**Requirement:**
Render the lines of the items, from the line with "Thank you for the photo. Could you tag the unicorn" through the last line of the items, as a JSON list of strings, one string per line and no blank lines. Leave the pictures out of your answer.

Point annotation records
○ ○ ○ ○ ○ ○ ○

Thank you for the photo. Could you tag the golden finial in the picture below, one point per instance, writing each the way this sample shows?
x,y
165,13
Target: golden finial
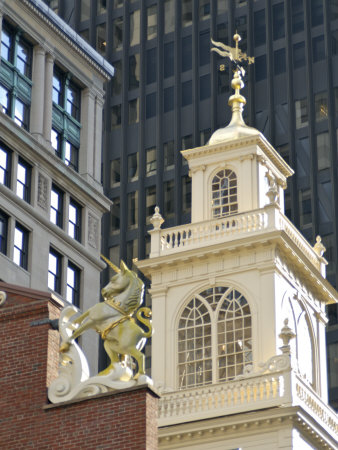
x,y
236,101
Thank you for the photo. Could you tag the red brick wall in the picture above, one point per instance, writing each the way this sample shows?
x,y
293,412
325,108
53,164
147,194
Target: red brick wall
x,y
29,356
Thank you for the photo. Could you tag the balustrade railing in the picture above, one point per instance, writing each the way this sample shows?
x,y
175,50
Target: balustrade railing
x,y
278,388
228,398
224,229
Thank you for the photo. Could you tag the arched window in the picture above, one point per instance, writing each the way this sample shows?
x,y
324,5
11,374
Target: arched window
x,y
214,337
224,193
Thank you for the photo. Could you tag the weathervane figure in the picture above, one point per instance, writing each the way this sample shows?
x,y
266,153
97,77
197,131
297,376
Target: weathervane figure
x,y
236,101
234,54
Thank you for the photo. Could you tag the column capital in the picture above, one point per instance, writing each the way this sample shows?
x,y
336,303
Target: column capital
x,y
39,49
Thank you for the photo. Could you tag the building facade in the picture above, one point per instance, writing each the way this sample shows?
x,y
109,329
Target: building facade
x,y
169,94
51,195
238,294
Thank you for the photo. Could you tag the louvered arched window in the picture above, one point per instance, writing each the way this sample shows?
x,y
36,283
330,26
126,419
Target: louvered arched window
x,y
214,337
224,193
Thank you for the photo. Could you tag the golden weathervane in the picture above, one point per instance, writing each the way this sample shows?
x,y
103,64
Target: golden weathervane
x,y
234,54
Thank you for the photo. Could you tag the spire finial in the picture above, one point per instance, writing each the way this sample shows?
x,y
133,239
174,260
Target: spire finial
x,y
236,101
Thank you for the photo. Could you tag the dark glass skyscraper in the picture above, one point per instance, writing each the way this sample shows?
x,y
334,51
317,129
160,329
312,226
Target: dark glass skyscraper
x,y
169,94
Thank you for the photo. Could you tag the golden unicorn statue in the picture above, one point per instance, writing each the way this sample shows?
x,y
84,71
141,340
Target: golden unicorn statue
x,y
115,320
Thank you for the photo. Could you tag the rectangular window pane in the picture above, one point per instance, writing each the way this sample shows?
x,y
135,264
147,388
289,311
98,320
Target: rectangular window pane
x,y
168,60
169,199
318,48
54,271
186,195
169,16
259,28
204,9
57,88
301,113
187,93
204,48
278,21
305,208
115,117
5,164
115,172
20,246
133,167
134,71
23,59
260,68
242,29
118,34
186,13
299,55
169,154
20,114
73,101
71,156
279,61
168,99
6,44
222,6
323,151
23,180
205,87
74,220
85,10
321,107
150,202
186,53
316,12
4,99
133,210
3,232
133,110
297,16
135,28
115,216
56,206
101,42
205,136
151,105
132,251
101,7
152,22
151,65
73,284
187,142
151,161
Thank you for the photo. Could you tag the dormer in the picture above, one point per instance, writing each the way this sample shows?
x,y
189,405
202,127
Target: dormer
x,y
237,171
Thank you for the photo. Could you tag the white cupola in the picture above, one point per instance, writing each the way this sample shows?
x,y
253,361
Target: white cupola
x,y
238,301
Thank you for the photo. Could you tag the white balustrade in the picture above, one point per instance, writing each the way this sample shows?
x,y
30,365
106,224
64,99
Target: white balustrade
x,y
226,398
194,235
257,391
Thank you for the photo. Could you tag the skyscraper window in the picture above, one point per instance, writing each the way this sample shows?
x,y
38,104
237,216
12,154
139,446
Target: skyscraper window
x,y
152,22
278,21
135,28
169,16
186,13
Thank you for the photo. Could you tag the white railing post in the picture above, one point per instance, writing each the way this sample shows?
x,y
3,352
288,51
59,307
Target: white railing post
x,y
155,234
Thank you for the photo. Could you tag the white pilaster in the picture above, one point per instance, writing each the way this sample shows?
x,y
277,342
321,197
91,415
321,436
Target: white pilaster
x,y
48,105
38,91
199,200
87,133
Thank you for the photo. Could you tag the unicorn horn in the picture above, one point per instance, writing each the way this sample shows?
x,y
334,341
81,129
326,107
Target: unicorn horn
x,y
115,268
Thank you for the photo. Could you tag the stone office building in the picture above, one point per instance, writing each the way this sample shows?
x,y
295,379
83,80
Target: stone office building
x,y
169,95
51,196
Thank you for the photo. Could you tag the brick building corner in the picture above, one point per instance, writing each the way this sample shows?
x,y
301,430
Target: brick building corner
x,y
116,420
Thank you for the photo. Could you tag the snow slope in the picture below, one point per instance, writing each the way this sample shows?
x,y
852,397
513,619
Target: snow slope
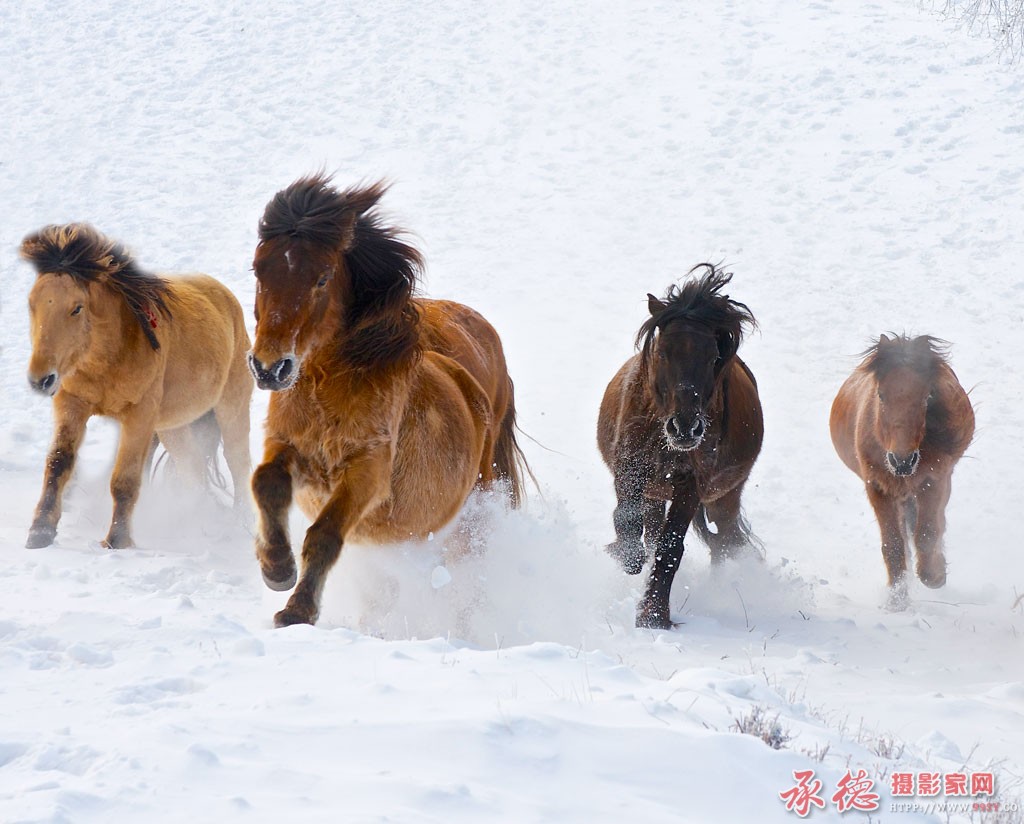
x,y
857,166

○ ○ ○ ○ ○ ○ ○

**Result of this exercise:**
[
  "Thank you for the photo. Could you tag the unicorn horn in the picture above, one point per instance, writing each the way this sample shows?",
  "x,y",
  "334,341",
  "81,129",
  "326,107",
  "Target: unicorn horn",
  "x,y",
  "115,268",
  "Thank you for the photo. Could you tag the stone office building in the picture above, one point per instance, writing each the way this sample shows?",
  "x,y",
  "295,379",
  "83,80",
  "Target: stone office building",
  "x,y",
  "169,95",
  "51,196",
  "Thank you for the photo. Could you tag the brick building corner in the picture above, one point per instance, writing each the way this sample shows?",
  "x,y",
  "301,430",
  "Target: brick building corner",
  "x,y",
  "116,420",
  "Thank you for the photo. Could you tag the snow slope in the picture below, one point per instance, writing each the way this sample shows?",
  "x,y",
  "852,397",
  "513,619",
  "Target: snow slope",
  "x,y",
  "857,166"
]